[Dataset items]
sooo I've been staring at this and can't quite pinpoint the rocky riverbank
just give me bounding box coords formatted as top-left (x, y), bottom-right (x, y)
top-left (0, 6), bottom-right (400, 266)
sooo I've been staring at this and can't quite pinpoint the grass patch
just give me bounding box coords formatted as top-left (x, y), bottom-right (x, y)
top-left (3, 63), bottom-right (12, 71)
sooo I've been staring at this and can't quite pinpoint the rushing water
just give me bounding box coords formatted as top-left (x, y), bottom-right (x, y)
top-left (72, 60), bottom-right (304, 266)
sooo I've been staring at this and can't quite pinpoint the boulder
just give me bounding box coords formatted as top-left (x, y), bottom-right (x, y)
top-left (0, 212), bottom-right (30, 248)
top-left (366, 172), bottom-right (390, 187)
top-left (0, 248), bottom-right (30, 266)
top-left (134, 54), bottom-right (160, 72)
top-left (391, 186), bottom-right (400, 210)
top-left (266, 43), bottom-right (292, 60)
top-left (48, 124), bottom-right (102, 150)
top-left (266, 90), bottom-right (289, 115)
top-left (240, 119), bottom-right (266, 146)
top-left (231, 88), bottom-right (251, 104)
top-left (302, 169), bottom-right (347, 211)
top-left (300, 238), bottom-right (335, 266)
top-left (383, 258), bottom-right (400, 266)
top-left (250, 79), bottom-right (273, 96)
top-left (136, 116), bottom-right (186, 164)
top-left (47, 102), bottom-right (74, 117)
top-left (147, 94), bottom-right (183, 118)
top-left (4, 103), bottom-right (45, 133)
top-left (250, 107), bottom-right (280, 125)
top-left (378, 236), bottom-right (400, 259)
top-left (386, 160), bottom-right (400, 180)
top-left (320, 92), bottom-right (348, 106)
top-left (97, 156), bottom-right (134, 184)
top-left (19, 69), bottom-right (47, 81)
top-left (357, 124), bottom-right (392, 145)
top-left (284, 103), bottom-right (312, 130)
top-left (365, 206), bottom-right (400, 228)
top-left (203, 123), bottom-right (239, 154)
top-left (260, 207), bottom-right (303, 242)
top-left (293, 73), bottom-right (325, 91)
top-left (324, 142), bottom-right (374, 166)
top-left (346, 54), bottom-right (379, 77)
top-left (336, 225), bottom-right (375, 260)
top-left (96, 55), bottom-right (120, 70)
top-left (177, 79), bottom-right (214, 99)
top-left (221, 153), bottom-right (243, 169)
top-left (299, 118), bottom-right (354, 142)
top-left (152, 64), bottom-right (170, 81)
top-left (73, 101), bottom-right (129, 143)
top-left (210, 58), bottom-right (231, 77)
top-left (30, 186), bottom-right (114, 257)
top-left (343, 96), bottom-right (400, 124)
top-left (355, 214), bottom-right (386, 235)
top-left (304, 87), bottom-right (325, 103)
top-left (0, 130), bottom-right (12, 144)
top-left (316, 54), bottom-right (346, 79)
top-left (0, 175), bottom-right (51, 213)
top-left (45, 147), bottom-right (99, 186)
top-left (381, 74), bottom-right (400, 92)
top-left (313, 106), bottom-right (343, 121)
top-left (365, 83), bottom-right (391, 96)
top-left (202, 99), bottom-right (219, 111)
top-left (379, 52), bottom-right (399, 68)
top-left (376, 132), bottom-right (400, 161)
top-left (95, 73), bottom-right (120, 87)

> TASK GOAL: Retype only this portion of the data above: the line containing "the rushing water", the line containing "pinpoint the boulder", and all lines between them, exactly.

> EXPECTED ANSWER:
sooo I've been staring at this and can't quite pinpoint the rushing water
just give me bounding box coords formatted as top-left (x, y), bottom-right (x, y)
top-left (72, 60), bottom-right (304, 266)
sooo I've been staring at this and can't quite pinpoint the boulder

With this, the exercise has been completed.